*** Text provided Section Begins ***

What is in your pet's food?
There have been a lot of media reports lately about pet foods, and large pet food companies being sued by consumers, and even suing each other over false claims and ingredient mislabeling.
There are a lot of factors that go into deciding which brand of pet food you want to choose for your pet. You can get good, and you can get cheap, but you can't get both. On the other hand, just because you pay a lot, it doesn't mean you are getting a better food.
A large part of the cost of some pet foods is marketing. Advertising, fancy packaging, elaborate laboratory testing and other expenses are expensive, and provide nothing to the end user, your pet. They might make the purchaser feel better about his purchase, but all those costs do not make the food any better. Having a celebrity's name on the bag is another great marketing tool, but I'm not sure how many celebrity's can add anything to a pet food's ability to nourish your pet, but they sure know how to separate you from your hard earned money.
Smaller, boutique type pet foods can save on these expenses, but may have a higher price due to the smaller production volumes, or just for the cache of being an exclusive formula. Some of these foods are great products and worth the extra cost, but not all of them are. A lot look like they might be a better choice, but they might be made in the same plant, and from the same ingredients as one of the mass market foods.
Many foods out there are made by giant extrusion companies, who pump out both the cheapest and the most expensive foods, sometimes from the same machinery from the same ingredients. One company has been advertising that their product contains no by-products, and it turns out the company that makes it for them put byproducts into the food. Whether it was a mistake or a ploy to make the food cheaper, either by the company or the extruder, we don't know. But those customers paid for byproduct free, and didn't get it.

*** Text provided Section Ends ***
*** Provided records Section Begins ***

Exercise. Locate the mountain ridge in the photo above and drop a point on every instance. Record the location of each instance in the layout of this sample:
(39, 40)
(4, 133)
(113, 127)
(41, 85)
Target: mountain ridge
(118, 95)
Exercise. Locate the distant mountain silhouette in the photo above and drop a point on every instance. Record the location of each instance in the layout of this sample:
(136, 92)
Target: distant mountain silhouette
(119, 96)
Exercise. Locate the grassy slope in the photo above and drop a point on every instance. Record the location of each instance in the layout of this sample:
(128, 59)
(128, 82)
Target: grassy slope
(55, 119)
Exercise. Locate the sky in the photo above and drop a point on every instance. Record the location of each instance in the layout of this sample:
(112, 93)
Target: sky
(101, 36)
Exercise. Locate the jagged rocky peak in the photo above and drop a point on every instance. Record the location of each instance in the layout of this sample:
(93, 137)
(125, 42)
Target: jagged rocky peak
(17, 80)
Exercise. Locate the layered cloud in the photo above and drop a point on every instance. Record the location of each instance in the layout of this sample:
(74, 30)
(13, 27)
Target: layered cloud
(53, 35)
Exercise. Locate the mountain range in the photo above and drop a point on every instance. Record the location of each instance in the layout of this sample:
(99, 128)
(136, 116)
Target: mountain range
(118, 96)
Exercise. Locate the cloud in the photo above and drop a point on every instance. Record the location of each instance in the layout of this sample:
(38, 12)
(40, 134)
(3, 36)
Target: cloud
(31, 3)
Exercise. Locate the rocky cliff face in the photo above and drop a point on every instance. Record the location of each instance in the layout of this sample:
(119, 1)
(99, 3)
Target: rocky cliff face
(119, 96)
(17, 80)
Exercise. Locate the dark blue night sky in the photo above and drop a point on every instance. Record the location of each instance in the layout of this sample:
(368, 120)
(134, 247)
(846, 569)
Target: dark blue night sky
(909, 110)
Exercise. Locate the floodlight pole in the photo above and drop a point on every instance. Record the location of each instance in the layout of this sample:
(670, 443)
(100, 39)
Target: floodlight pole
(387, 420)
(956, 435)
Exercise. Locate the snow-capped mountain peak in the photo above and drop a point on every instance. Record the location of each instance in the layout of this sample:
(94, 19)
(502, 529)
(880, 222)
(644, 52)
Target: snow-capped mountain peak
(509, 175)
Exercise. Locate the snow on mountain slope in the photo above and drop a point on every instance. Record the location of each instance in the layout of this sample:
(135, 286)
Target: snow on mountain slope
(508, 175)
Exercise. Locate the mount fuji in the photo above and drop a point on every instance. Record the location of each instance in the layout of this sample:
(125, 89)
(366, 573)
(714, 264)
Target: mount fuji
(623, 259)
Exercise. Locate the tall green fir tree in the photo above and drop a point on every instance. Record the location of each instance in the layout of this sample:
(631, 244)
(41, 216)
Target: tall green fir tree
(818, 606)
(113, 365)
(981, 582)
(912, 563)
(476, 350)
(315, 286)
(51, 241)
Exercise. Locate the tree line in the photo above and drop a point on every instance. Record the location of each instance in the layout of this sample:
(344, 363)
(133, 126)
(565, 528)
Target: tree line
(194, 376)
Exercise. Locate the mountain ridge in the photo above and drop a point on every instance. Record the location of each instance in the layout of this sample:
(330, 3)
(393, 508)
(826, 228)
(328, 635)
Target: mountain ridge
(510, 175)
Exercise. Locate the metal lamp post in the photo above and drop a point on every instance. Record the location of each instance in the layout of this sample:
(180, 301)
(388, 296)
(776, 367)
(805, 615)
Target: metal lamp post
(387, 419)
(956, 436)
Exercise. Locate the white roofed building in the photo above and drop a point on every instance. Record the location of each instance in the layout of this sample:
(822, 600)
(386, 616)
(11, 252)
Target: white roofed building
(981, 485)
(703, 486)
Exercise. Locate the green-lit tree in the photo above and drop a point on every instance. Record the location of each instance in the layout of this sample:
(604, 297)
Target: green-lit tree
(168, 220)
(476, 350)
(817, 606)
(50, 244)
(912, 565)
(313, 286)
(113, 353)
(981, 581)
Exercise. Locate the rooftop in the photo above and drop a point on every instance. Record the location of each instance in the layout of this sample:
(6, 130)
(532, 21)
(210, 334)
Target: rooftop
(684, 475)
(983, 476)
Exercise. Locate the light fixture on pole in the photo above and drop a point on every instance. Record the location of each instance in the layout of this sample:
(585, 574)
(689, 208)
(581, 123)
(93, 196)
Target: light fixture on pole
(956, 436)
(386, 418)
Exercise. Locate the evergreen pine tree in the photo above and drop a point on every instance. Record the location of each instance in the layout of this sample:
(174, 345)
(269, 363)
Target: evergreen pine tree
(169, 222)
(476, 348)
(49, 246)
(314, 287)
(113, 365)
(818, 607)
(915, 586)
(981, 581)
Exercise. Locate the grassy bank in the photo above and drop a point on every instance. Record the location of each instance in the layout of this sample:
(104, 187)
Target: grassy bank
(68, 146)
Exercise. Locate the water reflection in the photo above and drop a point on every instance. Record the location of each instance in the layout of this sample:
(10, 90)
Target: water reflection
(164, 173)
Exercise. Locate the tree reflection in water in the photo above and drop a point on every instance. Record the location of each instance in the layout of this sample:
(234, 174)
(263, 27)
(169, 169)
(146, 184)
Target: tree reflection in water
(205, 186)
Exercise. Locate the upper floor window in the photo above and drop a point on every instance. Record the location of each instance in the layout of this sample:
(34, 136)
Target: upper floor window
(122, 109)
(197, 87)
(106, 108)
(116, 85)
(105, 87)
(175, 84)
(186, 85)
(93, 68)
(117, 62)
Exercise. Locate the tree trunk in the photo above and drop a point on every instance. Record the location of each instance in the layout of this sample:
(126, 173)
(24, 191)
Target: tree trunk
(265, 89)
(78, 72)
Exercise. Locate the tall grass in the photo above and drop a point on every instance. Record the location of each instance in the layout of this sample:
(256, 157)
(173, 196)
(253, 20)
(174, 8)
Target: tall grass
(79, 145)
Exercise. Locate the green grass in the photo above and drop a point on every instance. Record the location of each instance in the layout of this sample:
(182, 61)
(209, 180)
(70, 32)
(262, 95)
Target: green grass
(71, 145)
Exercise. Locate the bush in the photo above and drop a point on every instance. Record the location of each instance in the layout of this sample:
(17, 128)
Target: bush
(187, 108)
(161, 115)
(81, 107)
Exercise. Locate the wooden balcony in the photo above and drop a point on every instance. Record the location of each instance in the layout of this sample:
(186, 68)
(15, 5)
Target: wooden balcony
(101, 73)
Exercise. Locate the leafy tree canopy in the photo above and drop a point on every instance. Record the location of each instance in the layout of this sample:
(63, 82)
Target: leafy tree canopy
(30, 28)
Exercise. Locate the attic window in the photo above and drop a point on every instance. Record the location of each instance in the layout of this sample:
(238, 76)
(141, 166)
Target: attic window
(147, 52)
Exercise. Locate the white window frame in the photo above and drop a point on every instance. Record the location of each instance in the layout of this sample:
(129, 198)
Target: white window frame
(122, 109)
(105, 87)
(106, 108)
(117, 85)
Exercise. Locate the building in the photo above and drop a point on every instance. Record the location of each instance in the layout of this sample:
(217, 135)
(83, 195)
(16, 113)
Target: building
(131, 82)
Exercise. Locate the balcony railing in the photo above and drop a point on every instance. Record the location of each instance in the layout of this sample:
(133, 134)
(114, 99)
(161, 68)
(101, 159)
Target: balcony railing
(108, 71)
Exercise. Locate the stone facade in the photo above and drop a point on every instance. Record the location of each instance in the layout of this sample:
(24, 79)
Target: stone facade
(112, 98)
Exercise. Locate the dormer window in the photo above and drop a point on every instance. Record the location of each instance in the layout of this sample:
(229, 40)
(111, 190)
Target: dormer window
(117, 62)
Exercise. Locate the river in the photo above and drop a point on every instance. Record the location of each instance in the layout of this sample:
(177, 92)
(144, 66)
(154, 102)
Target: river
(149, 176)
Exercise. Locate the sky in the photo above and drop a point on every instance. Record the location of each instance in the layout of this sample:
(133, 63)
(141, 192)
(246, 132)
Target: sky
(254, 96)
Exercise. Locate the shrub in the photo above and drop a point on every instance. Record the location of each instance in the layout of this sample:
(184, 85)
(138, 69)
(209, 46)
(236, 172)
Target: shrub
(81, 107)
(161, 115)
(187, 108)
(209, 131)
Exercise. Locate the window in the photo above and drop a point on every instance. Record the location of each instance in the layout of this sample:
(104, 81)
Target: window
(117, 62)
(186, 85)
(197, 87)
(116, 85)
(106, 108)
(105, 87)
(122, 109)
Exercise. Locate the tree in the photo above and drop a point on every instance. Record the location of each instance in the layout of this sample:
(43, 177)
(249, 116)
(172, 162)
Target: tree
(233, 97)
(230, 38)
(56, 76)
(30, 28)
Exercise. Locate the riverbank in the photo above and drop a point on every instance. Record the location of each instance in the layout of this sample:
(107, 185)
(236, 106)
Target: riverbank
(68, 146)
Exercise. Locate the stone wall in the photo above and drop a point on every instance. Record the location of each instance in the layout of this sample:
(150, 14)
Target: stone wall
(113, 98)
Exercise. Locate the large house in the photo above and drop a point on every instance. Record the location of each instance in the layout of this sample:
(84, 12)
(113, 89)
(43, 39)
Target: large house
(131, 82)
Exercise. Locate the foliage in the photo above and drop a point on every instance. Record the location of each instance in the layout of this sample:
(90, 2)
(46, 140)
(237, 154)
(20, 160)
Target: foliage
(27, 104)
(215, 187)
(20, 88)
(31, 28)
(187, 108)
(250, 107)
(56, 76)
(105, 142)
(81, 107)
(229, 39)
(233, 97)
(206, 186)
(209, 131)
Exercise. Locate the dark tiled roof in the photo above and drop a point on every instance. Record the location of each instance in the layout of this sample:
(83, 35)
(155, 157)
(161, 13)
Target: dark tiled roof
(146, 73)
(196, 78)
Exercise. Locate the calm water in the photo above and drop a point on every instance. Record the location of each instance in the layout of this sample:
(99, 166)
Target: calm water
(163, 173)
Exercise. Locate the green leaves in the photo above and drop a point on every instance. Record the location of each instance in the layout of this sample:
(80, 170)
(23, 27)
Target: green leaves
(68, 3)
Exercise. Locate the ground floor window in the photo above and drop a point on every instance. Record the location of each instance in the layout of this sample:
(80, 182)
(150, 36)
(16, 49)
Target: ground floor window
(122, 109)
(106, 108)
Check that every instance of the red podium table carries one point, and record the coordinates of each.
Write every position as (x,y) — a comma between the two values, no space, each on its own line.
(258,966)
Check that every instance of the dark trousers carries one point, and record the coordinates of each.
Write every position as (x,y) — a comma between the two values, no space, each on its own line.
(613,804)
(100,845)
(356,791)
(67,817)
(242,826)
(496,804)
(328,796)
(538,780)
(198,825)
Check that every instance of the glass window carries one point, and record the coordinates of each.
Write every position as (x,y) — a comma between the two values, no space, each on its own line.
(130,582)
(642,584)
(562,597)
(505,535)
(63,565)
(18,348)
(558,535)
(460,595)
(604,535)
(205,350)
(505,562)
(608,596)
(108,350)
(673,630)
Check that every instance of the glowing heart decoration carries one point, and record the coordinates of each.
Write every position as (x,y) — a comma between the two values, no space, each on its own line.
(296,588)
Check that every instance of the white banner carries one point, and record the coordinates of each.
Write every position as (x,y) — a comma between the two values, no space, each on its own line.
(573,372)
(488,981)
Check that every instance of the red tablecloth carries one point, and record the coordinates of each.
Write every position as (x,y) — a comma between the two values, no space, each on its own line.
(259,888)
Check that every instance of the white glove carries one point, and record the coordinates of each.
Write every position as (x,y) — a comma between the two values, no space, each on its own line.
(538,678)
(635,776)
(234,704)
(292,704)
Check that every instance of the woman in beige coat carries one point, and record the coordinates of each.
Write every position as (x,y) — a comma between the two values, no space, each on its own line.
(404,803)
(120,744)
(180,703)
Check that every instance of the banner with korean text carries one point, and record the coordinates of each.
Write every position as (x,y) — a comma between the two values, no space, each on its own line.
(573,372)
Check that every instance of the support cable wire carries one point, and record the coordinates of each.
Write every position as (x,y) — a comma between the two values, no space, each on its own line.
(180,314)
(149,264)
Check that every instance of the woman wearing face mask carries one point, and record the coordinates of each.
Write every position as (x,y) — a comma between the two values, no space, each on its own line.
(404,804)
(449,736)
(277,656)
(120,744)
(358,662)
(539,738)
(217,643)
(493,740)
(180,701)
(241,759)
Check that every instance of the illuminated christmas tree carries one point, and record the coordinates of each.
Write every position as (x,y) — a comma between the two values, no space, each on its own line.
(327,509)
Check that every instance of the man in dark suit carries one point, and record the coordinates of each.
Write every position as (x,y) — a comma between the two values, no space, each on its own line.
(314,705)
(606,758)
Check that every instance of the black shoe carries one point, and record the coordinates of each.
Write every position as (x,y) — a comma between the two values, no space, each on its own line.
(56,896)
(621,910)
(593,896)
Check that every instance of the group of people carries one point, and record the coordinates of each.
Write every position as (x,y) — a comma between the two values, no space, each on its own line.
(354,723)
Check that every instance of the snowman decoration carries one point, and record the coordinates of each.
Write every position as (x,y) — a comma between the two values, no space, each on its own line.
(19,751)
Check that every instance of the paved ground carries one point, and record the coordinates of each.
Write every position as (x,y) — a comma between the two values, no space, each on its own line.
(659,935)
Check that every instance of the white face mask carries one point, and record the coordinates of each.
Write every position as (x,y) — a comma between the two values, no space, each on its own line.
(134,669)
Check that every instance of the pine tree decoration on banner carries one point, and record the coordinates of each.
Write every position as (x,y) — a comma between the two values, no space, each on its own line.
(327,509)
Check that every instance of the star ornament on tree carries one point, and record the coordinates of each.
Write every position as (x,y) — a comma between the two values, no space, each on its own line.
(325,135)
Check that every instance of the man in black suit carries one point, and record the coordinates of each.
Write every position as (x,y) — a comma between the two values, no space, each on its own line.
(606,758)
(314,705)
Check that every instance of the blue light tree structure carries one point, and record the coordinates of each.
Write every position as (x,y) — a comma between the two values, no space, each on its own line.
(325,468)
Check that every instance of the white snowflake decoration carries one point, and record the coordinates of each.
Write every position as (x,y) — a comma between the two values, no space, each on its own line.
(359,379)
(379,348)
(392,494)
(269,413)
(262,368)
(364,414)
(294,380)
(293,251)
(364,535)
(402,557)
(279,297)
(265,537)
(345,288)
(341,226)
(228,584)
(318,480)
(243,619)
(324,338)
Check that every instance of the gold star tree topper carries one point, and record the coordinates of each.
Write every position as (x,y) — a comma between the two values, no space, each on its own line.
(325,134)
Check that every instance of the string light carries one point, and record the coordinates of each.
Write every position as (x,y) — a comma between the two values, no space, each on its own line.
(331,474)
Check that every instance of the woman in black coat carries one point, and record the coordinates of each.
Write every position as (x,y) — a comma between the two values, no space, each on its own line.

*** Provided records Section Ends ***

Tasks to carry out:
1 > In the pet food article, rewrite the paragraph beginning "Many foods out there are made by giant extrusion companies" as a short bulleted list that keeps its main facts.
2 > What does the pet food article say advertising, fancy packaging, and elaborate laboratory testing provide to your pet?
3 > Carry the pet food article forward from its final sentence, keeping the same voice.

Outputs by task:
1 >
- Giant extrusion companies make many pet foods, both the cheapest and the most expensive, sometimes on the same machinery from the same ingredients.
- One company advertised that its product had no by-products, but the company that made the food for it added byproducts.
- Whether this was a mistake or a ploy to cut costs, and whether the brand or the extruder was responsible, is unknown.
- Customers paid for a byproduct-free food and didn't get it.

2 > Nothing.

3 >
A recent study of 21 pet foods found 10 were mislabeled, either containing ingredients not on the label, or not containing listed ingredients (1). While these mislabelings might not have been intentional, it is still pretty darned scary.
My preference, for quality, value and safety is to choose a food made by a family owned company in its own plant. This gives us a few protections, the fact that they are putting their name on the product, and their company will sink or swim on its success means that they are going to use the best quality ingredients and offer the best value. They have to rely on a combination of price and performance to get your business, and to grow, they can't rely on expensive advertising to convince you the product works.
Another nice thing about family owned production is that they tend to have a lot less recalls for things like salmonella. The quality of the ingredients they tend to buy is higher, and they are less likely to "take a chance" on questionable sourced meats. Big extrusion companies tend to have regular recalls for salmonella, vomitotoxins or other nutritional imbalances, affecting a number of brands at a time, so we can see it traces back to an ingredient source they share.
Doing a little research, reading the label a little closer, and finding out who actually makes the food can go a long way to protecting you, your pocketbook, and most important, your pet.